The three construction phases of Crossrail
Another way of looking at Crossrail is three distinct construction phases. There is the tunnelling which, until about a year ago, was the primary activity. The second phase is fitting out of both the tunnels and the existing railway that will form part of Crossrail. The third, oft forgotten, phase is systems integration and testing. We are clearly into the second phase but, even more than most big construction projects, Crossrail is always thinking ahead and it is the third phase system integration that probably concerns people more.
Dealing with the known unknowns
A senior Network Rail manager, at the time working on Thameslink, put it this way. The construction phase is not such a problem. It may be daunting but it is all technology that is, or at least should be, predictable. In particular, timescales in the construction world should be very predictable and it is not often in the railway world that a hardware project overruns.
The predictability of hardware projects is in complete contrast to software projects (such as resignalling with ATO), which are notorious for either overrunning or not delivering what was specified. This is not to disparage the software side of things which, when it is successfully introduced, often produces greater benefits at a much lower cost and enables further improvements to be made by subsequent “tweaks”.
Systems integration is very different from construction and involves bring together and testing a myriad of processes (generally involving a lot of software) including such diverse elements as state-of-the-art signalling, ventilation management, radio reception, evacuation procedures and how to manage out-of-course events. In many cases, the technology may be almost cutting edge – mature enough to be reliable on its own but not necessarily tested in all scenarios with all combinations of the other elements of modern technology surrounding it. And that is before you add the human element. If construction is the known known then system integration is the known unknown.
Concentrate on the systems integration
The reason for spelling out the risk involved in various phases is to make it clear that any time that can be gained from the construction phase can be put to good use in the systems implementation phase. Of course in the old days the system implementation phase didn’t really exist. The physical construction was done, the staff were trained and HM Railway Inspectorate would be invited to come down and sign off the new railway. Public services would often start the next day.
As railways got more complicated, however, time would be allocated to make sure everything worked together. But all too often this time allocated was underestimated and then eaten into by late running construction. On Crossrail the current aim is, at worst, not to delay the systems integration phase and, ideally, to buy more time for it.
Scope creep bad, schedule optioneering good
It is often said that the important thing is to have a plan and to stick to it. It is also said that one should have an objective and stick to it. The two are very different things.
Once the exact form that Crossrail should take had been decided it was fairly clear it had an objective to build a railway from Maidenhead to Shenfield and Abbey Wood with the main tunnel section opening by December 2018. It is a project that is well known for resisting outside change that would alter this objective – “scope creep.”
That isn’t to say that Crossrail has been entirely immune from this. The main change has been to extend to Reading, but once Network Rail were committed to Great Western electrification this made a lot of sense and, in any case, the main reason for the project being cut back from its original objective of Reading to Maidenhead was to avoid it incurring costs that in the Railtrack era would have been assigned to it.

┄┄┄┄┄┄┄┄┄┄┄┄┄┄┄┄┄┄┄┄

§ **What you need to do**
Answer these questions from the Crossrail text:
1. What was the primary activity until about a year ago?
2. By when was the main tunnel section to open?
3. What has been the main change to Crossrail's objective?
Rely only on the Crossrail text for the answers.

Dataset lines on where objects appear
┄┄┄┄┄┄┄┄┄┄┄┄┄┄┄┄┄┄┄┄

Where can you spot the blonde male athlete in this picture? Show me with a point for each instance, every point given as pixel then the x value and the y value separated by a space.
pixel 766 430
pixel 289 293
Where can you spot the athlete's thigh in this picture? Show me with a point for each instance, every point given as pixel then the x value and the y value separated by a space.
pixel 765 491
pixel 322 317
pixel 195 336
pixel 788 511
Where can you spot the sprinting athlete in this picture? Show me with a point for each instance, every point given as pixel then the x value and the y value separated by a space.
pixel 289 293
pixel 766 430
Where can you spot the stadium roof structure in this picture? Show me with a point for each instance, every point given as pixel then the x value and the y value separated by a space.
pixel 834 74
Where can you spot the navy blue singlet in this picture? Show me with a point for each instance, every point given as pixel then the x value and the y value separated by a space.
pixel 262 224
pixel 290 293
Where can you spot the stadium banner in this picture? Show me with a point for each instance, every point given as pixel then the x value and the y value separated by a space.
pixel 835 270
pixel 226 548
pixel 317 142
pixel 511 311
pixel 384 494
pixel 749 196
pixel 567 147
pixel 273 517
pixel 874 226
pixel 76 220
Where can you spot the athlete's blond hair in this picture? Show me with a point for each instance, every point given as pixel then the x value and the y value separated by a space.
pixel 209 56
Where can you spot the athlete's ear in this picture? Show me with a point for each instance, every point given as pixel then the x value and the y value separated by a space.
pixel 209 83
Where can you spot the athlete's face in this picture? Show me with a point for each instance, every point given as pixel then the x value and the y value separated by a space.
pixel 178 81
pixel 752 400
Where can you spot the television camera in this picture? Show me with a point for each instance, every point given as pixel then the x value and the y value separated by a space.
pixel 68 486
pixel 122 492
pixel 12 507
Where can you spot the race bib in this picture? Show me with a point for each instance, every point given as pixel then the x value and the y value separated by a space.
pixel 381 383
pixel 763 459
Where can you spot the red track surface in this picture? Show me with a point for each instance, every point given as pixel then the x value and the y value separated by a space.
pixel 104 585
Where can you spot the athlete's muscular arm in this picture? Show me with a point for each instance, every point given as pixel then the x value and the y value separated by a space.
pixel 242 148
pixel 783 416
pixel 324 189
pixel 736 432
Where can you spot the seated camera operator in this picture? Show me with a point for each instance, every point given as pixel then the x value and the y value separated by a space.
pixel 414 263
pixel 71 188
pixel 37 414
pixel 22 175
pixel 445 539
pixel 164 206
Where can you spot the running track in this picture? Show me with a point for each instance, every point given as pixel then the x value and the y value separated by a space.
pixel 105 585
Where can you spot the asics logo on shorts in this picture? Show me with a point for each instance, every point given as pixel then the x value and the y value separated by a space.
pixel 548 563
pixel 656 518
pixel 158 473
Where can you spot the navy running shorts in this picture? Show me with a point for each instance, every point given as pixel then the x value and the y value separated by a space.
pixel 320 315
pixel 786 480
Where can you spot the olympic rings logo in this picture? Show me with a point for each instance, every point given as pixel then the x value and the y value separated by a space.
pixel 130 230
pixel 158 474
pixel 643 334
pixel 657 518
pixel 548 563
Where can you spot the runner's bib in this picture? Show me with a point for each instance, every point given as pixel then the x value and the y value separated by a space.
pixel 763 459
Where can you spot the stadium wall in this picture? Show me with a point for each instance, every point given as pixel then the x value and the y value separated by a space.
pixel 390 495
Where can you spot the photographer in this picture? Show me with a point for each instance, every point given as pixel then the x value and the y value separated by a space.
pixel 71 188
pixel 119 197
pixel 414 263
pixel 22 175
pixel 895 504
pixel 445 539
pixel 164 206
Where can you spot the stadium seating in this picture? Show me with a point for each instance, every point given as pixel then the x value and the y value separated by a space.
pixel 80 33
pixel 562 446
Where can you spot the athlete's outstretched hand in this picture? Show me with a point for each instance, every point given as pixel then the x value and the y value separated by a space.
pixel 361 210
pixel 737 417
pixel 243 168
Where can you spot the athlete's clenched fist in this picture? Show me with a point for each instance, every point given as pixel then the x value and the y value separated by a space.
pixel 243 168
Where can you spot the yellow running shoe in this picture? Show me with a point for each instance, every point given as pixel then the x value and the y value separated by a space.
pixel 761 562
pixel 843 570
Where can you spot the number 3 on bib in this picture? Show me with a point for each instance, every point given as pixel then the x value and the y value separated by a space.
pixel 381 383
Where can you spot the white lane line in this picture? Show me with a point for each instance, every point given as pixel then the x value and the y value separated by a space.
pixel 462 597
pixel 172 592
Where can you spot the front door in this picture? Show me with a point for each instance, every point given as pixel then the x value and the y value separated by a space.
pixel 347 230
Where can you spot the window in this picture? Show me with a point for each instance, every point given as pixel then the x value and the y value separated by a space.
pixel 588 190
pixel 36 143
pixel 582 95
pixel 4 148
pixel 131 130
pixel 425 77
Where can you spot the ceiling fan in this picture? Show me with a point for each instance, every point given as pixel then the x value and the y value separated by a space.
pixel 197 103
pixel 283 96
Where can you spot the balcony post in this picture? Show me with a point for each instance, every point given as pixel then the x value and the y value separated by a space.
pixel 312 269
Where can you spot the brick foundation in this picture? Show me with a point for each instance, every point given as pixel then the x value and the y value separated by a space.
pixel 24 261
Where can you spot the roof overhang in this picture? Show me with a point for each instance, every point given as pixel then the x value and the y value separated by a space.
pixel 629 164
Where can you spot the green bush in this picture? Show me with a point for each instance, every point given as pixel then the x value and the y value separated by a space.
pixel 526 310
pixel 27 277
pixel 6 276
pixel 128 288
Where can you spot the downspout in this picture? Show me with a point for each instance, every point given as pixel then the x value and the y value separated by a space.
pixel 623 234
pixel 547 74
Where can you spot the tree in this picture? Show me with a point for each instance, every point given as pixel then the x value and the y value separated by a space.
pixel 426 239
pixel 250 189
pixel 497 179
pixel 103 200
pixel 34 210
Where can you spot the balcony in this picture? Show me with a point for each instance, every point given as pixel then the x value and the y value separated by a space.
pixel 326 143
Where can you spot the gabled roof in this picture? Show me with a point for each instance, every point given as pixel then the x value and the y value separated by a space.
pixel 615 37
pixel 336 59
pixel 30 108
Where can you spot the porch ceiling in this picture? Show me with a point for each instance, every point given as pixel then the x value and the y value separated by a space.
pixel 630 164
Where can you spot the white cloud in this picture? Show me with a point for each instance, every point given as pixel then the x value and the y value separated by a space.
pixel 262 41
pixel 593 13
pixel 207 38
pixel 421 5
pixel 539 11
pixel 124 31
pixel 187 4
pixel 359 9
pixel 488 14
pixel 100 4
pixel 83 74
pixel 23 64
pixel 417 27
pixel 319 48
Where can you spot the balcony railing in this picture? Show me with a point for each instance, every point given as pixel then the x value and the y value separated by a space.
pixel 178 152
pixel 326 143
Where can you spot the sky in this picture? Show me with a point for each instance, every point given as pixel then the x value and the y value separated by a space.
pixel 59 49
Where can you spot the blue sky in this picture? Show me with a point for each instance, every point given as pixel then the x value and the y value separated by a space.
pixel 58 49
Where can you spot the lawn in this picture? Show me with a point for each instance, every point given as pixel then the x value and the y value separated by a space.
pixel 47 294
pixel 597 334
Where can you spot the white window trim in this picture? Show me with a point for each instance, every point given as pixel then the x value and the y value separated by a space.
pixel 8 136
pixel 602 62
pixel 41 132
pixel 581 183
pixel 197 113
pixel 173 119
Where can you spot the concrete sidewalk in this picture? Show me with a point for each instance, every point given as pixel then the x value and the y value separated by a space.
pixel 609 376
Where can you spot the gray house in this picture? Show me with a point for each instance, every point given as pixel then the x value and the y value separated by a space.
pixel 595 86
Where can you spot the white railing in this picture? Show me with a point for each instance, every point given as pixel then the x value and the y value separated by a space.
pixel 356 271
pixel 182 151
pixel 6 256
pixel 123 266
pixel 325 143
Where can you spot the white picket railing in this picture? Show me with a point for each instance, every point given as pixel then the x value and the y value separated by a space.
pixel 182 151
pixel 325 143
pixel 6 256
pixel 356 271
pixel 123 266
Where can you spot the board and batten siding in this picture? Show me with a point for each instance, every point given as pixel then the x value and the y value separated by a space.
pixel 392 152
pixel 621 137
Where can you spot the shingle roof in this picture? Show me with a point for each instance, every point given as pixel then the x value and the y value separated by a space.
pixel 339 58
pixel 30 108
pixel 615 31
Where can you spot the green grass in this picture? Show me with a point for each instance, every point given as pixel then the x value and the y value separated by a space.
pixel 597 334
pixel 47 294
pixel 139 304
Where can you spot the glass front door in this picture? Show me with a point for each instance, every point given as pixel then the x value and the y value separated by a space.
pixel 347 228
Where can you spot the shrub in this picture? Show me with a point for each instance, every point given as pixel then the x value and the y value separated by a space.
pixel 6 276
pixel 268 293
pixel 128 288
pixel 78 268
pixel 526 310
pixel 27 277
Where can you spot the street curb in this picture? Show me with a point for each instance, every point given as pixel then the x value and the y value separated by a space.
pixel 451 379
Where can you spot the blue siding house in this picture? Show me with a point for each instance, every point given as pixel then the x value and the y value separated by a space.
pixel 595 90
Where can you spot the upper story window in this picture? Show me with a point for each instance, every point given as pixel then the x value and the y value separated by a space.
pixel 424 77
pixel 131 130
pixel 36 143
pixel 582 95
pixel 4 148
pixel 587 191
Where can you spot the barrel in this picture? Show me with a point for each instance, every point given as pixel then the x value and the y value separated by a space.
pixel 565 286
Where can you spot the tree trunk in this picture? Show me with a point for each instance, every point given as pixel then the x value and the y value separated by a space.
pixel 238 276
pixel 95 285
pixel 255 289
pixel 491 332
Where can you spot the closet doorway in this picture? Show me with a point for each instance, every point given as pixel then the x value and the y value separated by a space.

┄┄┄┄┄┄┄┄┄┄┄┄┄┄┄┄┄┄┄┄

§ **Response to this task**
1. Tunnelling.
2. December 2018.
3. Extending it to Reading.